### Extract to read
These features of the planning process help to introduce variation into the ordering. The first re-balances these characteristics among villages visited earlier and later, which may correlate with opportunities for potential communication. The second introduces random shocks which forced the planner to alter the order. Overall, while most of the planner’s strategy was based on logistical convenience, there is variation in visit order which cannot be explained in a deterministic way by all of the pre-study observable variables. In addition to these shocks, the fact that the planner lacked detailed information on the villages, but nonetheless had to make order decisions among villages which appeared similar from his perspective, means that necessarily some decisions would have to be arbitrary. The key strategy exploits this variation in the planner’s decision making to find villages which were identical based on available observables, but by chance, differed in whether or not they had neighbors who previously participated in the public goods games: i.e. had potential opportunities to communicate with past participants.

Matching strategy

As noted, this setting is amenable to using propensity score matching (Rosenbaum and Rubin, 1983) to estimate the causal effects of communication spillovers on behavior. This is because a key assumption of matching techniques, selection on observables (i.e. that after controlling for observables, treatment assignment is independent of the outcome of interest) is likely to be satisfied automatically. The reason is that order of visit could only be conditioned on a small set of observable variables known to the planner, before the games were conducted.12

Villages are categorized as vulnerable to communication spillovers and hence treated if they had at least one neighboring village which previously participated in the public goods games. Otherwise, they are referred to as control villages. According to the main treatment definition of a neighbor as being located within 1.75 km, Fig. 1 shows the geographic dispersion and visit order of the resulting 73 treatment and 74 control villages.13

Fig. 1

Treatment Status and Visit Order. Each circle represents one village. Each village is numbered according to its order of visit, and shaded accordingly. Thus villages with 1 are visited on the first day, while those with 53 are visited on the last day.

I now turn to outlining the key variables available to the planner. I will first look at the relationship with these variables and order of visit. Second, given that order determines treatment status, I will look at the relationship with these variables and treatment status. The key matching variables the planner had access to derive from the following: (1) distance to base (from village to study base location), (2) distance to paved road, (3) village size (number of households in the village), (4) number of total villages in the study located within 1.75 km (village density), and (5) sector.14 While these variables contain information which could be used in non-linear ways, it is important to note that a simple regression with the first four variables above entering linearly and sector fixed effects accounts for 93% of the variation in visit order, with fixed effects absorbing the bulk of this variation regarding village locations (Online Appendix B). This suggests that the planner proceeded more or less sector by sector, and that a simple linear weighting of these variables is sufficient to capture most of the planner’s decision making.15

Details of the relationship between the key matching variables and treatment status are relegated to Online Appendix C.1. The only significant correlation with treatment is variable (4) above, village density. This is not surprising, given that having neighbors is a pre-requisite for having neighbors that previously participated. Online Appendix C.1 also shows that there are no other pre-matching imbalances among other observables in treatment vs control villages, except one quite conspicuous one: average contributions in the public goods game. In particular contributions are 30 RWF greater in treatment villages, i.e. villages which had neighbors that were past participants.
######
--- Stated exercise 1 ---
Recast the listing as a numbered list covering the lines from its first line through the line holding "54 298 1226 683", inclusive. Leave out blank lines and any pictures.
### Exercise input
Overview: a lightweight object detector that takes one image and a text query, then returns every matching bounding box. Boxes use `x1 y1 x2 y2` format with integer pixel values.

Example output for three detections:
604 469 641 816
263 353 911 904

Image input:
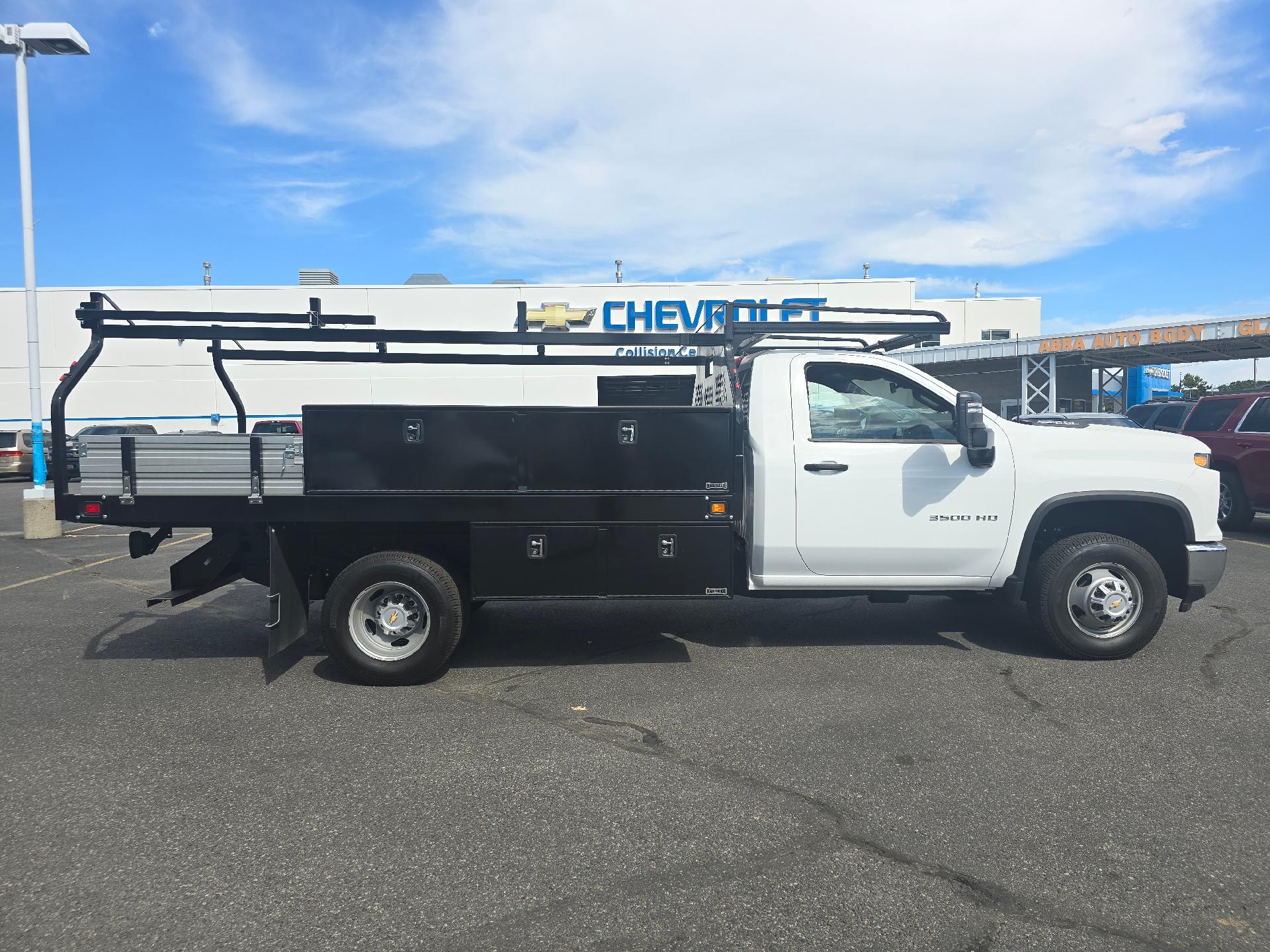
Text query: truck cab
738 349 1226 654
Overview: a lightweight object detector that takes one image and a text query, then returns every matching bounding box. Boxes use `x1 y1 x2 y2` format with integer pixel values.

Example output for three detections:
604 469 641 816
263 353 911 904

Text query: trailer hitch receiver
128 526 171 559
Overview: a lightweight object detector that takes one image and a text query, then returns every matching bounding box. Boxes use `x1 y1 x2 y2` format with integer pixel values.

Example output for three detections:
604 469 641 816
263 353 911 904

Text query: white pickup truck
54 298 1226 683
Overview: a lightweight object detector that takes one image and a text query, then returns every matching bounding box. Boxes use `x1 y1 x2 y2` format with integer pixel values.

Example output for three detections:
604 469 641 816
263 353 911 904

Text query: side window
1186 397 1240 433
806 363 956 443
1127 400 1154 426
1154 406 1186 430
1240 397 1270 433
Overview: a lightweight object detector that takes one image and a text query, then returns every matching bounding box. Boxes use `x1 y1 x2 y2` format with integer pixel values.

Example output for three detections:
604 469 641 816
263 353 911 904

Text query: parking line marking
1226 536 1270 548
0 532 212 592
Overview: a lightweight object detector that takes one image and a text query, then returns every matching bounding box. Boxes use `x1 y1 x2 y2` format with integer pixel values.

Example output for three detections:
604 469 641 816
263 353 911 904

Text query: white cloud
1173 146 1236 169
254 180 358 222
1110 113 1186 157
171 0 1248 274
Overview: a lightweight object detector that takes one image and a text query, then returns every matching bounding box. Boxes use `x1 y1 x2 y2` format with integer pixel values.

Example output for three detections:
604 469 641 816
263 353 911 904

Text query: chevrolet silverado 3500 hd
52 294 1226 683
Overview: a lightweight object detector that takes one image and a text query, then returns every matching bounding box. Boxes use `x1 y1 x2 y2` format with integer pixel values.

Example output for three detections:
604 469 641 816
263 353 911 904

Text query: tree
1177 373 1213 400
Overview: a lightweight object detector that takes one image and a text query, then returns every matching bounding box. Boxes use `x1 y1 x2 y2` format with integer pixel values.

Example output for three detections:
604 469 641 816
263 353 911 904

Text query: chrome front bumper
1183 542 1226 611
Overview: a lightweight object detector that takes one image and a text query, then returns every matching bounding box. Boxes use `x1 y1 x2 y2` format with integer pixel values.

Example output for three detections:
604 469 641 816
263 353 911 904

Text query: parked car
251 420 304 434
66 424 159 480
1183 389 1270 530
1126 400 1195 433
1016 413 1138 429
0 430 34 476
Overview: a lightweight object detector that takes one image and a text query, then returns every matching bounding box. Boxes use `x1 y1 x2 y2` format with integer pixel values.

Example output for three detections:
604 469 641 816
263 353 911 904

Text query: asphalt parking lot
0 483 1270 951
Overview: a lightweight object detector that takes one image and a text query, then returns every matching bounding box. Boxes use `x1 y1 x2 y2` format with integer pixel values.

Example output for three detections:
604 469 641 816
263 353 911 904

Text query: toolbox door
471 526 603 598
605 524 733 598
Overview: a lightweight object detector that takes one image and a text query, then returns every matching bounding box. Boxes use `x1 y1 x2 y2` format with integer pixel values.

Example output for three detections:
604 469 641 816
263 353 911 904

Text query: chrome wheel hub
1067 563 1142 639
348 582 432 661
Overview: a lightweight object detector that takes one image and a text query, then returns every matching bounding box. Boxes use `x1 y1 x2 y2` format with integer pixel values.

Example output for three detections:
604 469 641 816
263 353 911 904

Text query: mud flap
265 526 309 658
146 532 243 608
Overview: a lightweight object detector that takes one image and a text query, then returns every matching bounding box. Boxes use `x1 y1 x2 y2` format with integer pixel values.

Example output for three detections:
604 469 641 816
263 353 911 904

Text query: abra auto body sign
1040 317 1270 354
1040 324 1204 354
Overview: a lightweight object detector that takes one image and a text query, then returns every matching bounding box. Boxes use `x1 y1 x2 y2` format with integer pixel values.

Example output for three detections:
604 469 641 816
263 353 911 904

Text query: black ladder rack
51 298 950 495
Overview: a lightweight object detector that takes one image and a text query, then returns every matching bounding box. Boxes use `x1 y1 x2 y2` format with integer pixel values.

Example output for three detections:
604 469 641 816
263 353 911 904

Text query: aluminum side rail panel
76 322 726 348
220 350 719 365
57 493 737 528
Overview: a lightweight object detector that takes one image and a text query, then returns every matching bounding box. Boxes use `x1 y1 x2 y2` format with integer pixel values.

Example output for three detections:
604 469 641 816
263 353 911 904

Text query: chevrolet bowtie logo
526 303 595 330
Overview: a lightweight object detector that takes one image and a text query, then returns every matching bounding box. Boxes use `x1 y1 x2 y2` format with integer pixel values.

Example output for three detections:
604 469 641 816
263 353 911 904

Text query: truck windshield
806 363 956 443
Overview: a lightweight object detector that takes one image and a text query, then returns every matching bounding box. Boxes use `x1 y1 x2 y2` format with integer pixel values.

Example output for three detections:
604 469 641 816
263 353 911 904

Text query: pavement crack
475 635 679 690
1199 606 1270 686
997 668 1045 711
437 687 1186 949
581 717 661 744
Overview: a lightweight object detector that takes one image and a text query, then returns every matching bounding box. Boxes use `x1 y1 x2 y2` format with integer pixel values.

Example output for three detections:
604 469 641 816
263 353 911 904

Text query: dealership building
0 272 1040 432
0 272 1270 432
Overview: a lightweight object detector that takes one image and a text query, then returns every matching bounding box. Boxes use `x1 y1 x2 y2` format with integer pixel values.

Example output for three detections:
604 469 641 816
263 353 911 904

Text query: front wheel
1027 532 1168 658
1216 469 1255 530
321 552 464 684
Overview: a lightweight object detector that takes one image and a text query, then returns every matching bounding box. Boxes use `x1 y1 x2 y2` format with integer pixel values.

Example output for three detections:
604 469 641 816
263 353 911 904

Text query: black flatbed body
52 298 949 654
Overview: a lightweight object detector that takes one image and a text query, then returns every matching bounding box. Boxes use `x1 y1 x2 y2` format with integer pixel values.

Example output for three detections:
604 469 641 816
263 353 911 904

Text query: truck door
1232 397 1270 509
790 356 1015 588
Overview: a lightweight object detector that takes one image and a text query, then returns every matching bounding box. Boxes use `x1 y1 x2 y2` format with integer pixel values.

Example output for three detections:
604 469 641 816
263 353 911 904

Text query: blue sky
0 0 1270 381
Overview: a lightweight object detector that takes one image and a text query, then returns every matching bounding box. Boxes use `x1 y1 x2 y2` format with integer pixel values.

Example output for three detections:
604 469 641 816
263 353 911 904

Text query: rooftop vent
300 268 339 287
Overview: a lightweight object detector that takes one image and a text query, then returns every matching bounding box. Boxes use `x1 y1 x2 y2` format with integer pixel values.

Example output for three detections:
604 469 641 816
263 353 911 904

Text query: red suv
1183 389 1270 530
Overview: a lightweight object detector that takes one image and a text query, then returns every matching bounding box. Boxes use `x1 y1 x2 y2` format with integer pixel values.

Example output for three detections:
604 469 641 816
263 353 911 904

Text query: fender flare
1009 490 1195 584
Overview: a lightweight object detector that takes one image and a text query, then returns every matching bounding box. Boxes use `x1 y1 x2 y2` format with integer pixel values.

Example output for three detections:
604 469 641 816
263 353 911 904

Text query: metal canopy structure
896 313 1270 413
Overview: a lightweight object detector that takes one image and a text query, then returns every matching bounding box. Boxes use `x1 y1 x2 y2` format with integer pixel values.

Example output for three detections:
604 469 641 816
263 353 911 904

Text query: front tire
321 552 464 684
1027 532 1168 658
1216 469 1255 530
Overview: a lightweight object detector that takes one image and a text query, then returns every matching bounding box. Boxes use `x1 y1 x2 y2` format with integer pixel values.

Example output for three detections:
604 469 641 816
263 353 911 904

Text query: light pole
0 23 87 538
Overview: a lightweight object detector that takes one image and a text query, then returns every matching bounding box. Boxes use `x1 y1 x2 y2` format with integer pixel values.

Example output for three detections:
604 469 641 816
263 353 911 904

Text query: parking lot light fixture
0 23 87 538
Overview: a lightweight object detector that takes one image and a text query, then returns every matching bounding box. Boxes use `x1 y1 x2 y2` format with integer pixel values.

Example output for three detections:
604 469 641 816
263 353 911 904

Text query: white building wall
919 297 1040 344
0 278 1040 432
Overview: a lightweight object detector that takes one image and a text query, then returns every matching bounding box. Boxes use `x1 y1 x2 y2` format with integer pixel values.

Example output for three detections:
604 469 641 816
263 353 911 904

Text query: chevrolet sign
526 302 595 330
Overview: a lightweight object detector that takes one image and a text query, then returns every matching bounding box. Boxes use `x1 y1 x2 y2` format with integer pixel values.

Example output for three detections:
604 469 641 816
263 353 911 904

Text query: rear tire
1027 532 1168 658
321 552 464 684
1216 469 1255 530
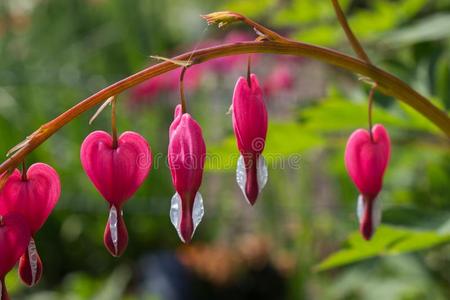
######
--- Stated exercise 2 ---
In the passage on village matching, how much greater are average contributions in the public goods game in treatment villages?

--- Exercise answer 1 ---
1. Overview: a lightweight object detector that takes one image and a text query, then returns every matching bounding box. Boxes use `x1 y1 x2 y2` format with integer pixel values.
2. Example output for three detections:
3. 604 469 641 816
4. 263 353 911 904
5. Image input:
6. Text query: truck cab
7. 738 349 1226 654
8. Overview: a lightweight object detector that takes one image and a text query, then returns every matching bounding box. Boxes use `x1 y1 x2 y2` format with integer pixel values.
9. Example output for three detections:
10. 604 469 641 816
11. 263 353 911 904
12. Text query: trailer hitch receiver
13. 128 526 171 559
14. Overview: a lightweight object detector that takes one image and a text query, then returns every matching bounding box. Boxes use `x1 y1 x2 y2` format with integer pixel values.
15. Example output for three detections:
16. 604 469 641 816
17. 263 353 911 904
18. Text query: white pickup truck
19. 54 298 1226 683

--- Exercise answer 2 ---
They are 30 RWF greater in treatment villages.